YOUR OBJECTIVE => Extend the passage on materialist feminism after the cultural turn, picking up right after its final sentence.

DOCUMENT =>
Back from the 'Cultural Turn'?

4.1
One curious effect of the cultural turn was that it left materialist analysis in the hands of those who had not identified as Marxist feminists - many of whom are sociologists. In the 1990s these materialist analyses were not particularly fashionable in academic feminist circles, yet there were and are signs of a retreat from the extreme anti-materialist, anti-realist implications of postmodernism. Indeed the term 'materialist feminism' has been reinvented by American theorists such as Rosemary Hennessy (1993) and Donna Landry and Gerald Maclean (1993). Hennessy, for example, argues that feminism needs to retain a 'critique of social totalities like patriarchy and capitalism' (1993: xii). There has also been a renewed interest in political economy, in particular women's household production (Folbre 1994; Fraad et.al. 1994; Gibson-Graham 1996), and also the application of materialist methods to the study of sexuality (Hennessy 1993; Ingraham 1996). These new analyses, while Marxist in orientation, are less concerned with macro-level analysis of economic and social structures than with contextualised and localised processes and practices. From other materialist perspectives, too, the emphasis on understanding the local, situated contexts of women's lives has enabled feminists to make connections between aspects of gendered social relations which were previously seen as discrete and separate, such as sexuality and work. Hence, for example, Lisa Adkins (1995) has drawn our attention to the sexualisation of women's labour in the service sector and Gillian Dunne (1996) has explored the ways in which lesbians have a specific relation to the labour market which differs from that of heterosexual women.

DATA BLOCK =>
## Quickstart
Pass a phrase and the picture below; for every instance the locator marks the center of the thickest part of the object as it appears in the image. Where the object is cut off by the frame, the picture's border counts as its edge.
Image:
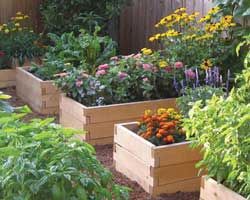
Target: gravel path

THE RESPONSE =>
4.2
There has, then, been a move away from 'grand theory' purporting to explain all aspects of women's subordination towards forms of theorising that are more sensitive to local contexts and to differences among women. This is in keeping with Mary Maynard's (1995) call for feminists to develop what some sociologists have called 'middle order' theories. Such theories emphasise the specifics of given social contexts, institutions and relationships, offering grounded generalisations rather than universalistic, totalising models of entire societies and are more easily integrated with empirical research. They enable us to use materialist and structural methods of analysis without constructing huge, theoretical edifices which are remote from everyday life and insufficiently flexible to account for the varying life patterns of differing groups of women. Feminist sociology today, backed by the growing body of empirical research its practitioners have produced, is well placed to analyse the localised contexts of women's everyday existence and the meanings women give to their lives without losing sight of structural patterns of dominance and subordination.

How Social is Social Constructionism?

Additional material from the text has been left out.